==== Document segment

2.2 Experimental setup and growth measurements

After a minimum of one week acclimation in the controlled temperature room (12 °C), the collected strains (one strain of U. fenestrata and U. lancinulata from salinity 30, four strains of U. intestinalis from salinities 30, 14, 9 and 7 and two strains of U. linza from salinities 14 and 9) were subjected to five salinity treatments of 5, 10, 15, 20 and 30 in biological replicates (n = 3) for a total of 8 weeks. The excess water of the biomass was removed by spinning the seaweeds in a salad spinner and 10 g fresh weight (FW) were submersed in 1-L aquaria supplied with sterile filtered seawater (0.2 µm + UV, 9 L h⁻¹) at salinities of 5, 10, 15, 20, and 30 (natural seawater [33] diluted with sterile distilled water; n = 3) and an average irradiance of 80–100 μmol m⁻² s⁻¹ under a 16:8 h L:D light regime (light source: OSRAM Lumilux Cool daylight L 58W/865) with permanent aeration. Growth medium PES was added once per week following the concentration specifications of Provasoli (1968) and was connected with a weekly performed water change. To prevent diatom growth, 1 mg L⁻¹ GeO₂ was added to all treatments. GeO₂ was found to negatively affect diatom growth whereas it was reported to not have any effect on Ulva growth (Rautenberger 2024). In combination with the weekly water change, each culture was weighed (Sartorius TE1502S, Göttingen, Germany), after removing the excess water with a salad spinner as described above, to determine growth rates. Afterwards, the biomass was re-adjusted to 10 g in any of the containers by removing excess biomass. Salinity and pH (WTW MultiLine 3420, Xylem Analytics, Weilheim, Germany) remained stable throughout the experiment in all treatments and no additional adjustments were necessary. Final measurements took place on the 8th week of the experiment. After the biomass had been weighed, samples were frozen and stored at −60 °C until lyophilized and homogenized into a fine powder by grinding the biomass with pestle and mortar for subsequent crude protein, pigment and phenolic content analysis.

========

**Problem set**:
- A) In the text on Ulva growth experiments, what was added to all treatments to prevent diatom growth?
- B) For each statement, say whether it agrees with the text on Ulva growth experiments, and quote the words of that text that decide it. (i) The strains were exposed to the salinity treatments for a total of 8 weeks. (ii) Samples were stored at −20 °C before being lyophilized. (iii) Salinity had to be adjusted during the experiment.
- C) Continue the text on Ulva growth experiments from the point where it stops.
The data that follows has no connection to the text on Ulva growth experiments.

==== Entries provided

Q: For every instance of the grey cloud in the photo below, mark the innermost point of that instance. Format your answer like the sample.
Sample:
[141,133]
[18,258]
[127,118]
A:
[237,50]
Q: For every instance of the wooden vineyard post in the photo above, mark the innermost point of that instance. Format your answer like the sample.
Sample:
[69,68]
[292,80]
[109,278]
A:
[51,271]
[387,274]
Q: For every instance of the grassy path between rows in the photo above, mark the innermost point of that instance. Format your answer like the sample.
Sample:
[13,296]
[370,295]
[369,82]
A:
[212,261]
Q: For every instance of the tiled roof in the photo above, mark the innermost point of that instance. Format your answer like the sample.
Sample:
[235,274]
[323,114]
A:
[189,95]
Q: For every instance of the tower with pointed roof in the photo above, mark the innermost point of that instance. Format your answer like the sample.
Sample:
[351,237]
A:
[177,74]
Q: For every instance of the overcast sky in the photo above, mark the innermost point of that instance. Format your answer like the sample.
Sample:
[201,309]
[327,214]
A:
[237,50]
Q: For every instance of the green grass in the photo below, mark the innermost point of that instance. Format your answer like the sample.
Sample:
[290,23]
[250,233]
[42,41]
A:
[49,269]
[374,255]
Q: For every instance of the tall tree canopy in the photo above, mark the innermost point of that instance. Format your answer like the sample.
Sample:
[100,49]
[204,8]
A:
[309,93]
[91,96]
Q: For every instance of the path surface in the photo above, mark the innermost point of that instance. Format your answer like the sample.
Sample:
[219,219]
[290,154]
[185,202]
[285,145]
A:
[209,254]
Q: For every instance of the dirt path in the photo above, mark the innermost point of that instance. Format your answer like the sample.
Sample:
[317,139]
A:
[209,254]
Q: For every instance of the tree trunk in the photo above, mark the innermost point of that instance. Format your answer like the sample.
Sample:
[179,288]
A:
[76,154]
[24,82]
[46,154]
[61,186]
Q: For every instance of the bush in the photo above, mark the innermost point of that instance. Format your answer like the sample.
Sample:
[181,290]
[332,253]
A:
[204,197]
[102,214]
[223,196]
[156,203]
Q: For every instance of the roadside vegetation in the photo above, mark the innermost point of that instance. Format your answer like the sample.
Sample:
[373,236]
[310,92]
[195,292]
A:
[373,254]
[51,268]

========

**Expected results**:
- A) 1 mg L⁻¹ GeO₂ was added to all treatments.

- B)
(i) Yes: "for a total of 8 weeks."
(ii) No: "stored at −60 °C until lyophilized."
(iii) No: "remained stable throughout the experiment in all treatments and no additional adjustments were necessary."

- C)
2.3 Growth rate and crude protein content

To calculate average growth rate (AGR), the weekly recorded change in fresh weight was averaged over the eight measurement time points among the replicates (n = 3). Analyses of nitrogen content were performed according to the Dumas method on the biomass of the final sample point using an LECO Nitrogen Analyzer (TruMac N, LECO Corporation, USA). EDTA Calibration Sample (LECO Corporation, USA) was used as standard. Subsequently, the crude protein content was estimated based on the nitrogen-to-protein conversion factor of five for seaweeds (Angell et al. 2016).

2.4 Pigment (chlorophylls a and b, carotenoids) and phenolic content

Pigment and phenolic contents were determined at the end of the experiment on all treatments and replicates (n = 3) from lyophilized and homogenized tissue material. Extractions followed the detailed protocol available in Steinhagen et al. (2021).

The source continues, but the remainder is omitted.